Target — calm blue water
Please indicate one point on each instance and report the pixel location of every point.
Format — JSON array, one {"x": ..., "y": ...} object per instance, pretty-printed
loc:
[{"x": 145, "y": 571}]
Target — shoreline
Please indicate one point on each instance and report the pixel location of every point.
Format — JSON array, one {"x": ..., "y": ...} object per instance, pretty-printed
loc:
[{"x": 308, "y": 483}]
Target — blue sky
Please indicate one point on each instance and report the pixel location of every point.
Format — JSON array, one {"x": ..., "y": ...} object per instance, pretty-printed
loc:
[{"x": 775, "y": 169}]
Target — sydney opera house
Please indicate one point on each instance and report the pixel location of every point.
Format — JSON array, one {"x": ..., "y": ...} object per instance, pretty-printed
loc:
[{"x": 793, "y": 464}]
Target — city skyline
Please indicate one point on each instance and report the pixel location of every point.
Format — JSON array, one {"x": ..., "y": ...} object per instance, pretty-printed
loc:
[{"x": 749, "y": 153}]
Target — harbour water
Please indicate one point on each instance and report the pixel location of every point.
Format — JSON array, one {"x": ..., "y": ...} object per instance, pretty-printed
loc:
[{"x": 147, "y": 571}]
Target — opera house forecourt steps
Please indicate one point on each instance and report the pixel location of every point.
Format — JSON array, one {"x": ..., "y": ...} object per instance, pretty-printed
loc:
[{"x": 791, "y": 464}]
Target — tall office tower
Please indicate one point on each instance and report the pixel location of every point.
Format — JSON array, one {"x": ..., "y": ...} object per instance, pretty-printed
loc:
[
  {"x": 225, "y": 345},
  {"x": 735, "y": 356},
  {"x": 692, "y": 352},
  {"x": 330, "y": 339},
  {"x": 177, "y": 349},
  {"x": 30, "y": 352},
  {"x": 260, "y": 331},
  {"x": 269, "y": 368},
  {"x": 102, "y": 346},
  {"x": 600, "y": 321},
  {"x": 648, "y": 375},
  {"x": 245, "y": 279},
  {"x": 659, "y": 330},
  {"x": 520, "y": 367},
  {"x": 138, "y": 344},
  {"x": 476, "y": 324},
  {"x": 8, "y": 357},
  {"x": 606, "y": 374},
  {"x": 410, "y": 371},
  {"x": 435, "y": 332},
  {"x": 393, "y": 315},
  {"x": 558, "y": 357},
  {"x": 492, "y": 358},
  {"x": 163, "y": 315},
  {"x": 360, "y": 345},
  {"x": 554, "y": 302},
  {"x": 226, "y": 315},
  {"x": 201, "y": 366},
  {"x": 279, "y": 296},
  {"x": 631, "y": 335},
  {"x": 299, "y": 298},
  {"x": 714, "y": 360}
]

* Brief:
Restate the whole listing exactly, leaving out nothing.

* Output of the exercise:
Target — calm blue water
Please indicate one point on each instance and report the pixel location of every point.
Format — JSON array, one {"x": ..., "y": ...} object per instance, pretty-printed
loc:
[{"x": 145, "y": 571}]
Target — shoreline
Please indicate one point on each instance and report the pixel location of every point.
Format — JSON array, one {"x": ..., "y": ...} object per instance, pretty-printed
loc:
[{"x": 308, "y": 483}]
Target — blue sky
Please indicate one point on each instance and report the pixel location of every point.
Format — JSON array, one {"x": ..., "y": ...} object per instance, pretty-printed
loc:
[{"x": 775, "y": 169}]
Target — sydney opera house
Please indicate one point on each instance and report the pixel location of every point.
Format — JSON array, one {"x": ..., "y": ...} object per instance, pretty-printed
loc:
[{"x": 793, "y": 464}]
Target — city skyline
Please indicate one point on each instance and report the pixel location of every point.
Format — JSON array, one {"x": ..., "y": ...} object per instance, pretty-printed
loc:
[{"x": 749, "y": 153}]
Target — harbour water
Please indicate one point on each instance and report the pixel location of every point.
Format — JSON array, one {"x": ..., "y": ...} object per instance, pretty-printed
loc:
[{"x": 147, "y": 571}]
Target — opera house forecourt steps
Please indicate one point on each instance and report the pixel location of every point.
Format — JSON array, one {"x": ..., "y": ...} object per instance, pretty-printed
loc:
[{"x": 791, "y": 464}]
Target — tall office tower
Please indicate one point on each instance and report the pixel location of every point.
Format — JSON array, one {"x": ..., "y": ...} object per instance, pretty-printed
loc:
[
  {"x": 225, "y": 345},
  {"x": 735, "y": 356},
  {"x": 692, "y": 352},
  {"x": 330, "y": 339},
  {"x": 177, "y": 349},
  {"x": 30, "y": 352},
  {"x": 260, "y": 331},
  {"x": 269, "y": 368},
  {"x": 102, "y": 346},
  {"x": 600, "y": 321},
  {"x": 648, "y": 375},
  {"x": 245, "y": 279},
  {"x": 659, "y": 330},
  {"x": 520, "y": 367},
  {"x": 138, "y": 344},
  {"x": 476, "y": 324},
  {"x": 8, "y": 357},
  {"x": 606, "y": 374},
  {"x": 410, "y": 371},
  {"x": 435, "y": 332},
  {"x": 393, "y": 315},
  {"x": 558, "y": 357},
  {"x": 492, "y": 358},
  {"x": 163, "y": 315},
  {"x": 360, "y": 345},
  {"x": 554, "y": 302},
  {"x": 226, "y": 315},
  {"x": 201, "y": 366},
  {"x": 279, "y": 296},
  {"x": 631, "y": 335},
  {"x": 299, "y": 298},
  {"x": 714, "y": 360}
]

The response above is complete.